**Request**
The material below should be written out in full and exactly; pictures stay out of the copy.

Dataset rows on where objects appear
-- START --

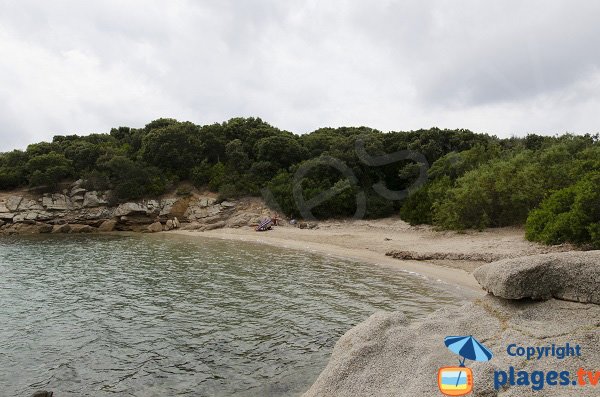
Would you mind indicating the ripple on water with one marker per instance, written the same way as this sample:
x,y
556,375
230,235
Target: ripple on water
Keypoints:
x,y
156,315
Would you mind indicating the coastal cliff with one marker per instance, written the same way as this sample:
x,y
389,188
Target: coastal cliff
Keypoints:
x,y
387,355
77,210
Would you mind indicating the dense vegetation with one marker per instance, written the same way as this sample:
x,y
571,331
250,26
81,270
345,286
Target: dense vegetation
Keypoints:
x,y
550,184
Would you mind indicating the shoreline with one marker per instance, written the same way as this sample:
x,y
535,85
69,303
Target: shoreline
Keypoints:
x,y
459,280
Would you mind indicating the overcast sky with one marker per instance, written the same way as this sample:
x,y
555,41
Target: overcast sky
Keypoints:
x,y
501,67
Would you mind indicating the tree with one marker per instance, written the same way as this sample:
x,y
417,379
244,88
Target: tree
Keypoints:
x,y
47,170
175,147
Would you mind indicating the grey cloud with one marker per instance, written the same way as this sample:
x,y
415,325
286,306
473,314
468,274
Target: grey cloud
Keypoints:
x,y
73,67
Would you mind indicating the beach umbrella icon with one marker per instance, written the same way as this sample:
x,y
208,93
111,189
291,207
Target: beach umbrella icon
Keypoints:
x,y
468,348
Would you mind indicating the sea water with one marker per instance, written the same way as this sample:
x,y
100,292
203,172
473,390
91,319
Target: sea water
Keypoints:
x,y
163,315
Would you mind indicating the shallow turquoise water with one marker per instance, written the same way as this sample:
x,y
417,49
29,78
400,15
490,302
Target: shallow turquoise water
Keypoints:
x,y
160,315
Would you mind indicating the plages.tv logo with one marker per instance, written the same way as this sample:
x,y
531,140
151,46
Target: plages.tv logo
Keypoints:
x,y
458,381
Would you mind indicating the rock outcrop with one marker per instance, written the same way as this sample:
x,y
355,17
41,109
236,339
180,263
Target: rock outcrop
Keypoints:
x,y
388,355
79,206
573,276
155,227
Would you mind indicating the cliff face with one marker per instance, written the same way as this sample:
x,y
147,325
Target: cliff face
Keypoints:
x,y
388,355
79,210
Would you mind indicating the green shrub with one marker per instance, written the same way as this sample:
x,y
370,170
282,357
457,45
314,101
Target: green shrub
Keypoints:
x,y
571,215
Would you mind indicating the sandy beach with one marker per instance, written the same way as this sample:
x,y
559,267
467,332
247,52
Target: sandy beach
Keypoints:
x,y
369,241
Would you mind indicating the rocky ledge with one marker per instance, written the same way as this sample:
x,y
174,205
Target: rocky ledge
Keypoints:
x,y
77,210
388,355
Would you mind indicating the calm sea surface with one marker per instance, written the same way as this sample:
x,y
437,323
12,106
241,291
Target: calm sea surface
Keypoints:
x,y
160,315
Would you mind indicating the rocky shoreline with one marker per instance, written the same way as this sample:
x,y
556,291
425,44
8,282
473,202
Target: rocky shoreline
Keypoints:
x,y
77,210
537,301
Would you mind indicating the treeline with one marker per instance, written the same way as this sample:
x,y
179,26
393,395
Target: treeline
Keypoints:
x,y
551,184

-- END --

**Result below**
Would you mind indicating the ripple on water with one marker per instance, written the same way as this sample:
x,y
556,375
230,235
Target: ripple on water
Keypoints:
x,y
156,315
Would you mind indicating the coastal cliff with one marker per instance, written the same way as this sample:
x,y
389,188
Target: coastal cliff
Keypoints:
x,y
387,355
77,210
Would you mind indicating the dense vegetation with one marker per instance, written the same way as this sample:
x,y
571,331
250,26
81,270
345,286
Target: dense vegetation
Keypoints:
x,y
550,184
Would you mind indicating the shoreline with one marker per instance, written the same way as this sample:
x,y
535,85
69,303
Target: shoreline
Keypoints:
x,y
459,280
Would you mind indicating the overcast sky with one marker per instance, written the same way as this sample:
x,y
555,41
Target: overcast sky
Keypoints:
x,y
501,67
Would you mind indicating the tree with one marker per instance, written the same way as this sample:
x,y
417,379
244,88
Target: tree
Keypoints:
x,y
47,170
175,147
Would you mind indicating the grey cloud with one marker per instance, written the same way as this sample:
x,y
415,325
286,306
473,314
468,274
Target: grey cloud
Keypoints:
x,y
73,67
Would you mind indicating the beach umbrella icon with one marker per instance, written the same way as this sample:
x,y
208,93
111,189
291,207
Target: beach umbrella icon
Keypoints:
x,y
468,348
Would you mind indicating the sea water with one marker per instance, written the same way as this sample:
x,y
100,292
203,172
473,390
91,319
Target: sea water
Keypoints:
x,y
163,315
Would you mind indicating the shallow turquoise water with one marker per instance, written the same way as this sample:
x,y
417,49
29,78
400,15
490,302
Target: shallow turquoise water
Keypoints:
x,y
160,315
Would you mind indicating the plages.tv logo with one marker per instance, written the same way as this sample:
x,y
531,140
151,46
Target: plages.tv logo
Keypoints:
x,y
458,381
Would you mind indicating the rock outcrop with one marker per instance, written the same way as this sample:
x,y
355,17
41,109
236,339
180,263
Target: rock outcrop
Keypoints:
x,y
388,355
79,206
573,276
155,227
Would you mind indicating the cliff face with one marker per instance, written the same way as this sample:
x,y
147,325
Target: cliff face
Keypoints:
x,y
388,355
79,210
Would you mind indicating the green shrub with one marker per instance, written the same way as this sample:
x,y
370,170
282,357
457,45
314,101
Target: green shrub
Keypoints:
x,y
571,215
Would you mind indicating the sandy beach with one marker per instance, written the same way as this sample:
x,y
559,267
467,332
247,52
Target: sandy beach
Keypoints:
x,y
369,241
Would you mind indicating the rocky ledge with one marker per instance, written the same way as this sample:
x,y
174,205
Target: rocky ledge
Keypoints:
x,y
77,210
388,355
Would you mind indicating the calm sea surface with one marker per instance, written the same way as this sample:
x,y
437,323
12,106
241,291
Target: calm sea surface
Keypoints:
x,y
160,315
Would you mind indicating the rocky shoreline with one marker per instance, written the same way as this sample:
x,y
556,291
425,44
8,282
473,202
Target: rocky shoreline
Keypoints:
x,y
77,210
537,301
Would you mind indicating the treeline with one marker per instance, written the same way as this sample:
x,y
179,26
393,395
Target: treeline
Keypoints:
x,y
551,184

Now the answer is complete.